— The data —
■ ■ ■ ■ ■ ■ ■

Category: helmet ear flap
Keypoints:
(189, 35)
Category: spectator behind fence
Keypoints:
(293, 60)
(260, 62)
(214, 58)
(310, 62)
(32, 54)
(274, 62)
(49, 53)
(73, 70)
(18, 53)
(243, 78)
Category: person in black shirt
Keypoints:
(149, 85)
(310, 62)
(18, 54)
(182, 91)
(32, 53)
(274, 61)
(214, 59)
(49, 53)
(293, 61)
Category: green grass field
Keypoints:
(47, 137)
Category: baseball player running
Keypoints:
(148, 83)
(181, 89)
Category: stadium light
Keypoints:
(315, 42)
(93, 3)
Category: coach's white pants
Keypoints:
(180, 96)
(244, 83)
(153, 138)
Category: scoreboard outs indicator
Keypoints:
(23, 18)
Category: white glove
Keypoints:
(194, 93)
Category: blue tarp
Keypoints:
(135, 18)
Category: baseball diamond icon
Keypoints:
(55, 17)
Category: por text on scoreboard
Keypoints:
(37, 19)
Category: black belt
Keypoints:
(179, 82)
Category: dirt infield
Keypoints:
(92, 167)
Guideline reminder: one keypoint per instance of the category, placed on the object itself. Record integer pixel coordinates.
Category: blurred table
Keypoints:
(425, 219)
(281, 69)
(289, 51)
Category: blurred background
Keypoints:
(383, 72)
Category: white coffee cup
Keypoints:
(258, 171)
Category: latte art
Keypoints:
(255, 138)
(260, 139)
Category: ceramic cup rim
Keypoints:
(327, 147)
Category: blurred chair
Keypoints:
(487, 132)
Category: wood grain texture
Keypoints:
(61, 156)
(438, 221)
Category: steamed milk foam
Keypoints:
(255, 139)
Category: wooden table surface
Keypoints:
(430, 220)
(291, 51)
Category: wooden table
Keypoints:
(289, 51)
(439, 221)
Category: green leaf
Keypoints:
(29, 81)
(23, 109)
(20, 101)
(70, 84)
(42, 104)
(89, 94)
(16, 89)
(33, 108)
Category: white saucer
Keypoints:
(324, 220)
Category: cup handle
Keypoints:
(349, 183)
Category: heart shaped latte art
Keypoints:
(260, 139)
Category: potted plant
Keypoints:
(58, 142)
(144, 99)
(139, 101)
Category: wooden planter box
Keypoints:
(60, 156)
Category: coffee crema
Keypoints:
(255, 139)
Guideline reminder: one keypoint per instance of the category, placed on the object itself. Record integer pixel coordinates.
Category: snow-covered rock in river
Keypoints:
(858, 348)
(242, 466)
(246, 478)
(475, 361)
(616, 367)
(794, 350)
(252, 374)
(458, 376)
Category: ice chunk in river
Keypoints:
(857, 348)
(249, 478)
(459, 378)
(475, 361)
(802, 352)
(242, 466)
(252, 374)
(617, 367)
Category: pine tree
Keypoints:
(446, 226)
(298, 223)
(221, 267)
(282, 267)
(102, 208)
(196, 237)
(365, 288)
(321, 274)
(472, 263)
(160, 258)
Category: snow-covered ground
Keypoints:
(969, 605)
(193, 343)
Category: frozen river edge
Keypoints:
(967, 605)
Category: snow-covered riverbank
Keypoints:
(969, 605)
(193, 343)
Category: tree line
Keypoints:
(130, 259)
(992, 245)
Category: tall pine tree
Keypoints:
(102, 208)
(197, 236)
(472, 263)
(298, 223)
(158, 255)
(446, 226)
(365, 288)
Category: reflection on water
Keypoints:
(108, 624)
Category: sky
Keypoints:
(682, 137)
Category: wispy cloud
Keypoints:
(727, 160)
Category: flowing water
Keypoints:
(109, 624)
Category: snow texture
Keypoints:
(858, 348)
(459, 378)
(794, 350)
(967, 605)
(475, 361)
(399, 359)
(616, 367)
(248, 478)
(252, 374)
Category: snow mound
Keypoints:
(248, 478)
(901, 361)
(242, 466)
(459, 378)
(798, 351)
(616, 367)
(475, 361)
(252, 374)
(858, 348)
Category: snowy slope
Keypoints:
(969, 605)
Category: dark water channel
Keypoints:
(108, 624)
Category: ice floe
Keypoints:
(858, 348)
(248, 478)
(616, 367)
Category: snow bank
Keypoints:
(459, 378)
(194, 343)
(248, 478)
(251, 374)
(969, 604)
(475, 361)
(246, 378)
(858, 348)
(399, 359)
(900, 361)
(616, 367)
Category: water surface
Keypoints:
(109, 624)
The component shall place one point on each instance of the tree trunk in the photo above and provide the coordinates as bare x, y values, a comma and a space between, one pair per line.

■ ■ ■ ■ ■ ■ ■

— Prompt —
Once more, print every line of the material exactly.

— Exercise answer —
Category: helmet ear flap
Keypoints:
(189, 35)
Category: spectator behind fence
Keypoints:
(293, 60)
(260, 62)
(214, 58)
(310, 62)
(32, 54)
(274, 62)
(49, 53)
(73, 70)
(18, 53)
(243, 78)
Category: person in black shirt
Keypoints:
(149, 85)
(310, 62)
(18, 54)
(182, 91)
(32, 53)
(274, 61)
(214, 59)
(49, 53)
(293, 61)
Category: green grass field
Keypoints:
(47, 137)
Category: baseball player running
Keypoints:
(148, 83)
(181, 89)
Category: stadium light
Keypoints:
(315, 42)
(93, 3)
Category: coach's white pants
Keypoints:
(180, 96)
(244, 83)
(153, 138)
Category: scoreboard outs indicator
Keypoints:
(23, 18)
Category: white glove
Keypoints:
(194, 93)
Category: blue tarp
Keypoints:
(135, 18)
Category: baseball diamond icon
Keypoints:
(55, 17)
Category: por text on scoreboard
Keypoints:
(37, 19)
Category: black belt
Keypoints:
(179, 82)
Category: dirt infield
Keypoints:
(92, 167)
Guideline reminder: one keypoint per instance of the category, placed on the object itself. Record integer pixel coordinates.
Category: blurred table
Keypoints:
(425, 219)
(281, 69)
(289, 51)
Category: blurred background
Keypoints:
(383, 72)
Category: white coffee cup
Keypoints:
(258, 171)
Category: latte art
Keypoints:
(255, 138)
(260, 139)
Category: ceramic cup rim
Keypoints:
(327, 147)
Category: blurred chair
Keypoints:
(487, 132)
Category: wood grain texture
Keypoints:
(61, 156)
(438, 221)
Category: steamed milk foam
Keypoints:
(255, 139)
Category: wooden table surface
Keypoints:
(430, 220)
(291, 51)
Category: wooden table
Keypoints:
(289, 51)
(439, 221)
Category: green leaf
Keypoints:
(29, 81)
(23, 109)
(20, 101)
(70, 84)
(42, 104)
(89, 94)
(16, 89)
(33, 108)
Category: white saucer
Keypoints:
(324, 220)
Category: cup handle
Keypoints:
(349, 183)
Category: heart shaped latte art
Keypoints:
(260, 139)
Category: potted plant
Keypoints:
(58, 142)
(144, 99)
(139, 101)
Category: wooden planter box
Keypoints:
(60, 156)
Category: coffee crema
Keypoints:
(255, 139)
Guideline reminder: one keypoint per instance of the category, placed on the object itself. Record integer pixel coordinates.
Category: snow-covered rock in river
Keypoints:
(858, 348)
(242, 466)
(246, 478)
(475, 361)
(616, 367)
(794, 350)
(252, 374)
(458, 376)
Category: ice chunk in river
Keypoints:
(857, 348)
(249, 478)
(459, 378)
(475, 361)
(802, 352)
(242, 466)
(252, 374)
(617, 367)
Category: pine tree
Keypoints:
(446, 226)
(298, 223)
(221, 267)
(282, 267)
(102, 208)
(196, 237)
(365, 288)
(321, 274)
(472, 263)
(160, 258)
Category: snow-covered ground
Keypoints:
(969, 605)
(193, 343)
Category: frozen river edge
Keypoints:
(967, 605)
Category: snow-covered riverbank
Keypoints:
(969, 605)
(193, 343)
Category: tree line
Keypoints:
(130, 259)
(992, 245)
Category: tall pine tree
Keypoints:
(102, 208)
(197, 236)
(472, 263)
(298, 223)
(158, 255)
(446, 226)
(365, 288)
Category: reflection on water
Keypoints:
(108, 624)
Category: sky
Keypoints:
(682, 137)
Category: wispy cloud
Keypoints:
(727, 160)
Category: flowing water
Keypoints:
(109, 624)
Category: snow texture
Keypoints:
(858, 348)
(459, 378)
(794, 350)
(967, 605)
(475, 361)
(399, 359)
(616, 367)
(248, 478)
(252, 374)
Category: snow mound
Keypoints:
(248, 478)
(901, 361)
(242, 466)
(459, 378)
(798, 351)
(616, 367)
(475, 361)
(252, 374)
(858, 348)
Category: snowy slope
Keypoints:
(969, 605)
Category: dark water channel
Keypoints:
(108, 624)
Category: ice floe
Keypoints:
(858, 348)
(248, 478)
(616, 367)
Category: snow bank
Keypoints:
(459, 378)
(194, 343)
(248, 478)
(251, 374)
(969, 604)
(475, 361)
(246, 378)
(858, 348)
(399, 359)
(900, 361)
(616, 367)
Category: water surface
Keypoints:
(109, 624)
The component shall place one point on each instance of the tree trunk in the photo above and provide the coordinates as bare x, y values, a comma and a space between, one pair per line.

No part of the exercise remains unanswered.